**Exercise materials**
[Start of section]
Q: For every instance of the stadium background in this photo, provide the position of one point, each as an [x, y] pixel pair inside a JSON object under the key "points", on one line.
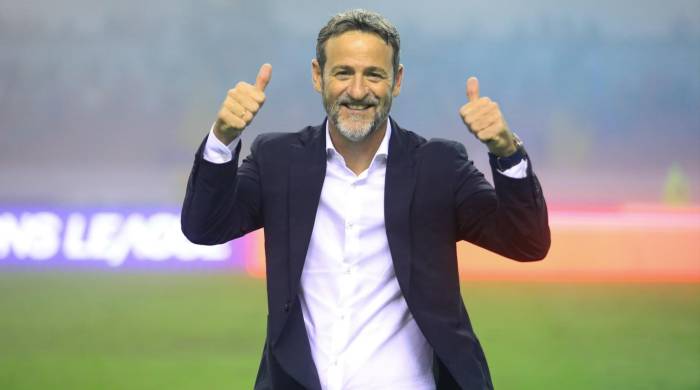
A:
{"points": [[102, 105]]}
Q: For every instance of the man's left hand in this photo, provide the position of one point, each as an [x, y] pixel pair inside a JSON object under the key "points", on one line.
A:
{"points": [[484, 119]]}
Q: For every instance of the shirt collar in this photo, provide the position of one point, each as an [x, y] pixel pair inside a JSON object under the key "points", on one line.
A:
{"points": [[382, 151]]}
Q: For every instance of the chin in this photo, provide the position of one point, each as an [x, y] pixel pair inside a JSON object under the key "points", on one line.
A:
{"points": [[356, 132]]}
[End of section]
[Start of section]
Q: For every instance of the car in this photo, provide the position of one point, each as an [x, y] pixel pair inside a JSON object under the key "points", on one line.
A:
[End of section]
Check each line of these records for the string "provide" and state only how many lines have it.

5